▶ _Problem to solve_:
Copy out all the text lines of the entries below, leaving out the pictures. Scale each pixel coordinate in the outlines by 0.35 and round it to a whole number, rounding halves up, but don't change any number in the other lines.

(Part of a data file)
* start *

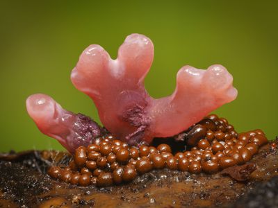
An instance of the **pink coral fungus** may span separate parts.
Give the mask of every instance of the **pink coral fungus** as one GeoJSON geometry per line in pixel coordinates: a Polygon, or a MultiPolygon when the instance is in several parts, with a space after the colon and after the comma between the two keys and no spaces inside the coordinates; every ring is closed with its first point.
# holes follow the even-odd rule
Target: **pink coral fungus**
{"type": "MultiPolygon", "coordinates": [[[[145,35],[132,34],[120,47],[117,59],[111,59],[101,46],[90,45],[72,72],[73,84],[93,100],[105,128],[129,144],[177,135],[237,96],[233,77],[224,67],[213,65],[203,70],[185,66],[177,73],[173,94],[155,99],[144,87],[153,58],[152,41],[145,35]]],[[[63,110],[45,95],[31,96],[26,103],[39,129],[70,151],[79,145],[76,141],[70,144],[73,139],[84,140],[80,130],[74,128],[78,114],[63,110]]],[[[101,128],[92,128],[97,129],[99,132],[101,128]]],[[[89,128],[85,132],[90,131],[89,128]]]]}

* end *

▶ _Result of this exercise_:
An instance of the **pink coral fungus** may span separate parts.
Give the mask of every instance of the **pink coral fungus** as one GeoJSON geometry per line in pixel coordinates: a Polygon, or a MultiPolygon when the instance is in several parts, with a space after the colon and after the comma between the two keys and no spaces inside the coordinates; every ring is closed with its first point.
# holes follow the even-odd rule
Target: **pink coral fungus**
{"type": "MultiPolygon", "coordinates": [[[[51,12],[46,12],[42,16],[41,21],[39,21],[35,16],[32,16],[25,25],[26,29],[33,35],[37,45],[45,50],[62,47],[83,34],[82,27],[78,23],[75,23],[71,25],[65,23],[62,26],[61,33],[54,35],[50,30],[54,20],[53,14],[51,12]]],[[[22,39],[16,33],[11,34],[9,36],[14,45],[25,53],[28,51],[27,49],[25,50],[26,49],[29,49],[28,46],[26,45],[27,40],[22,39]]],[[[35,45],[32,45],[34,45],[35,46],[35,45]]],[[[31,45],[30,46],[32,46],[31,45]]]]}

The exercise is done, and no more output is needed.